The chief executive of Oil and Gas UK (OGUK) has written to the First Minister Nicola Sturgeon, issuing a jobs warning over “high-profile negative campaigns” against the Cambo oil field.
Deirdre Michie sent a letter to Ms Sturgeon today saying “it is key that projects like Cambo proceed” and “further jobs will be lost in Scotland” if investment in oil and gas projects is stopped.
It comes after The First Minister wrote to Prime Minister Boris Johnson earlier urging the UK Government to “reassess” existing oil and gas licences, including the controversial development in the West of Shetland.
Ms Michie said that ceasing investment in new projects would “undermine the energy transition” adding that “highly transferable” skills in the sector “will be key to Scotland delivering on its climate change targets”.
She added : “As an industry we are proud of the contribution we continue to make to the economic wellbeing of Scotland, both in terms of satisfying its ongoing energy needs and in relation to driving the energy transition forward.
“The two are inextricably linked and for as long as activities in the transitioning oil and gas sector are in line with the CCC supply and demand pathway, it is key that projects like Cambo proceed.”
It’s understood that oil industry chief had intended to get the letter to Ms Sturgeon prior to the Cambo news breaking earlier today.
The OGUK boss also highlighted that the industry supports an estimated 71,000 jobs (including indirect and induced roles) across Scotland and that 78% of its energy needs are met from oil and gas.
Ms Michie added that any increase in imports would generate a greater carbon footprint, offshoring its emissions and responsibilities, and the country would have “no means of controlling or reducing such emissions”.

Collection entries.

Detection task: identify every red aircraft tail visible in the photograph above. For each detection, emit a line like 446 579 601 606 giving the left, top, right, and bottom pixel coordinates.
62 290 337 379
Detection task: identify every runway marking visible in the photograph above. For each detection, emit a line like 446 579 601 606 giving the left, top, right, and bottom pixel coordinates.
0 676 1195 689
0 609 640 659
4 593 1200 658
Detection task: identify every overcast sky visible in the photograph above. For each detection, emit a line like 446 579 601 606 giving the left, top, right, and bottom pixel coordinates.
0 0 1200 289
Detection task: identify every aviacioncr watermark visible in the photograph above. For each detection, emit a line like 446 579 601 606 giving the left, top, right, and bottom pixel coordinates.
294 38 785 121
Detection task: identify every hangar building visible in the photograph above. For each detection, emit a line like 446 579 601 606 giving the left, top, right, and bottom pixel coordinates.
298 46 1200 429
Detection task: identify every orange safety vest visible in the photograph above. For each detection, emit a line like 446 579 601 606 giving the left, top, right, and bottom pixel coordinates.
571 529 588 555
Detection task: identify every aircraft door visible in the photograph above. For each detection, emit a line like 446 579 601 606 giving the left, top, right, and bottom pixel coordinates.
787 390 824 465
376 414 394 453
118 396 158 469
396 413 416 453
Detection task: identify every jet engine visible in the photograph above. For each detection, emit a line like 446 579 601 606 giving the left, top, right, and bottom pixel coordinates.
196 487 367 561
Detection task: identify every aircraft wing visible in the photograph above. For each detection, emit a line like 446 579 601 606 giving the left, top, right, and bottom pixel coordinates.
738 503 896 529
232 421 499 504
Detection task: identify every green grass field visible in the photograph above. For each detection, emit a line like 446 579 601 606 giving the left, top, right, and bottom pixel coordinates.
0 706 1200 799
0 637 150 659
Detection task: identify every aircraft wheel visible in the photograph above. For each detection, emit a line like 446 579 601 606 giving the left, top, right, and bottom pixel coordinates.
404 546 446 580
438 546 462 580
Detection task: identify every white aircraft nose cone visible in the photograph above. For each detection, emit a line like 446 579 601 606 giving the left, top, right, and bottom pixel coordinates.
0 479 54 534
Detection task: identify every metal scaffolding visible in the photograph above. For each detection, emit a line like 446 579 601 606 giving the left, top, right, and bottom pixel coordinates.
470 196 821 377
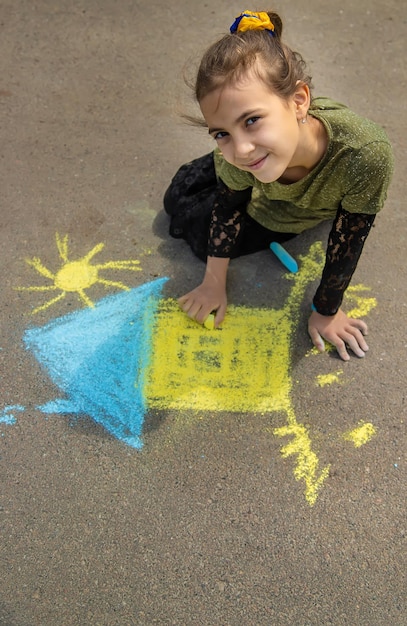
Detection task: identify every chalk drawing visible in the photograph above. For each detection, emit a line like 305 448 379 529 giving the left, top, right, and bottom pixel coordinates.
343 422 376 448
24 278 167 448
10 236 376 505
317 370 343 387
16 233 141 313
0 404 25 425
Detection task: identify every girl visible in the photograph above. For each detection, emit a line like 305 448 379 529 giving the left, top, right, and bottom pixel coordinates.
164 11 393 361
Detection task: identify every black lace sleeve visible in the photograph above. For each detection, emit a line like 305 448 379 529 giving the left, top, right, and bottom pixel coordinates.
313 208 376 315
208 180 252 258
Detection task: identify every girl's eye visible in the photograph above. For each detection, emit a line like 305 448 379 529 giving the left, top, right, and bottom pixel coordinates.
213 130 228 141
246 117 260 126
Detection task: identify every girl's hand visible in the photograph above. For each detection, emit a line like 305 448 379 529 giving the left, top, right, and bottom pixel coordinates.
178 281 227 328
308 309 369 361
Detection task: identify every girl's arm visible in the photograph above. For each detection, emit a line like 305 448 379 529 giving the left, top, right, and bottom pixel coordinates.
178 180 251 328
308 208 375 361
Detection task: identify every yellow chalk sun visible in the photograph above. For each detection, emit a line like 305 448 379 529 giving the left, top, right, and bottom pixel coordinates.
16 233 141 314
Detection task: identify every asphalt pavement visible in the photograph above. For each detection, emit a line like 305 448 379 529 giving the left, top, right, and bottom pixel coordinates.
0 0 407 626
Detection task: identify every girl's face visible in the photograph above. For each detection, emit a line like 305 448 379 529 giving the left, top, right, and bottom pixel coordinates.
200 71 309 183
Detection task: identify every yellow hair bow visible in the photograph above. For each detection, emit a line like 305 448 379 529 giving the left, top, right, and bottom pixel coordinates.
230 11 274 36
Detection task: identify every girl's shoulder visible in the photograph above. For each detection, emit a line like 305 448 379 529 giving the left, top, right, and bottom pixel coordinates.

Tasks to carry out.
A) Duplicate the passage of the Cambo oil field article from "The chief executive" up to and including "projects is stopped.".
B) According to the Cambo oil field article, how many jobs does the oil and gas industry support across Scotland?
C) Carry the Cambo oil field article forward from its final sentence.
The rows are separate material and have no connection to the Cambo oil field article.

Answers for the tasks.
A)
The chief executive of Oil and Gas UK (OGUK) has written to the First Minister Nicola Sturgeon, issuing a jobs warning over “high-profile negative campaigns” against the Cambo oil field.
Deirdre Michie sent a letter to Ms Sturgeon today saying “it is key that projects like Cambo proceed” and “further jobs will be lost in Scotland” if investment in oil and gas projects is stopped.

B) An estimated 71,000 jobs, including indirect and induced roles.

C)
In her letter to Boris Johnson, Nicola Sturgeon noted that the recently-signed North Sea Transition Deal will introduce climate checkpoints, but added “I believe we must go further” and that the UK Government should “reassess” projects such as Cambo.
In response, the UK’s department for Business, Energy and Industrial Strategy (BEIS), said: “The UK is the only G7 country to have agreed a landmark deal to support the oil and gas industry’s transition to green energy by 2050 while at the same time supporting 40,000 jobs.
“Even though demand for fossil fuels is falling and we continue to break records on our use of renewable energy, the advice of the independent Climate Change Committee is that we will continue to need oil and gas in the coming years as it is still vital to the production of many everyday essentials like medicines.
“We have already ended support for fossil fuels overseas, and are already designing a climate compatibility checkpoint which will ensure any future licenses will only be granted if they are aligned with the UK’s climate change objectives.”